====== SOURCE ======

Si l’on juge un arbre à ses fruits, force est de constater que Crowley n’a pas vraiment semé le bonheur et la sérénité sur sa route, mais plutôt la souffrance, la folie, l’alcoolisme voire la mort dans certains cas. Lui-même a fini sa vie dans des conditions difficiles, seul, démuni, en proie à l’addiction aux drogues, décharné après avoir connu une période d’obésité. Il avoua d’ailleurs avoir échoué dans sa quête. Le Dictionnaire des Sociétés Secrètes (opus déjà cité) rapporte qu’il aurait, sur son lit de mort, maudit son médecin qui lui refusait de la morphine. Le médecin aurait péri le surlendemain dans un accident de voiture.

======

▶ _À FAIRE_
Poursuivez le texte sur Crowley à partir de sa dernière phrase. Les items qui suivent ne sont pas utiles ici.

====== DONNÉES FOURNIES ======

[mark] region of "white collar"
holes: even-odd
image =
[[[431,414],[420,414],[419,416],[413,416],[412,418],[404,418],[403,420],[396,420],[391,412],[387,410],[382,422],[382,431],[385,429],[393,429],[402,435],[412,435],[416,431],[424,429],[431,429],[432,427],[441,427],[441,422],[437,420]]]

======
====== DONNÉES FOURNIES ======

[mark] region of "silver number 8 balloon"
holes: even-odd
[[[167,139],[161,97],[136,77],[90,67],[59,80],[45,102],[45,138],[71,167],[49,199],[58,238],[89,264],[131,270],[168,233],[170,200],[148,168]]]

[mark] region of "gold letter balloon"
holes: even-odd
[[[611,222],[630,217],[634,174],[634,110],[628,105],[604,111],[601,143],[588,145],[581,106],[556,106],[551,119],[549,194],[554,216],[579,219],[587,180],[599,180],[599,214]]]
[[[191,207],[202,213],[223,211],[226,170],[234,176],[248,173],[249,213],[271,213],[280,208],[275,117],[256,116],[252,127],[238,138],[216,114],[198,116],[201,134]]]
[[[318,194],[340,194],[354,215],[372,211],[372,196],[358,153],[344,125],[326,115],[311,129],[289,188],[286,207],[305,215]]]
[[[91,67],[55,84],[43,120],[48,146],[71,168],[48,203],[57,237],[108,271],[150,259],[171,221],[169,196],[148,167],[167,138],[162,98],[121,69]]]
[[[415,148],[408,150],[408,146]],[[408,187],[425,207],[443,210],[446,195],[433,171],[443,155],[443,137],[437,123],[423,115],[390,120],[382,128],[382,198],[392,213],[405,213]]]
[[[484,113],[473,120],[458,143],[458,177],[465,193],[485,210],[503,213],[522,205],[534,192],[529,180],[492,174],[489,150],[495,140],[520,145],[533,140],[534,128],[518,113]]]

======
====== DONNÉES FOURNIES ======

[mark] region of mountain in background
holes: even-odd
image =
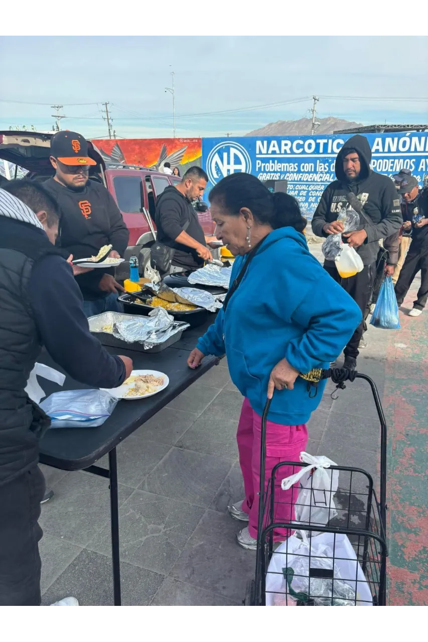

======

▶ _RÉSULTAT_
Malgré tout cela, le mage anglais a de fervents admirateurs. L’écrivain ésotériste Robert Amadou l’a qualifié en ces termes : « Le plus grand, le plus inquiétant et, peut-être, le seul magicien du vingtième siècle… » Le général britannique J.F.C. Fuller, ancien ami et disciple de Crowley, déclara qu’il le considérait comme « le génie le plus extraordinaire qu’il ait rencontré. » Sa philosophie hédoniste, son goût pour la provocation, sa vie aventureuse et sa poésie violente ont particulièrement séduit les musiciens de rock. Entre autres Jimmy Page, David Bowie, les Beatles, Ozzy Osbourne, Bruce Dickinson (le chanteur d’Iron Maiden, qui a co-scénarisé un film consacré à « La Bête »), et un nombre incalculable de groupes de métal. Et en réalité, qui est plus rock’n Roll que Crowley ? Le sexe, la drogue, la violence, la volonté d’ouvrir des portes sur d’autres mondes par tous les moyens, le refus des règles, des conventions, du monde bourgeois, l’envie de vivre des expériences fortes, « blasphème, meurtre, viol, révolution, n’importe quoi, de mal ou de bien, mais de puissant ! », l’errance et la déchéance elle-même, n’est-ce pas là l’essence même du rock ?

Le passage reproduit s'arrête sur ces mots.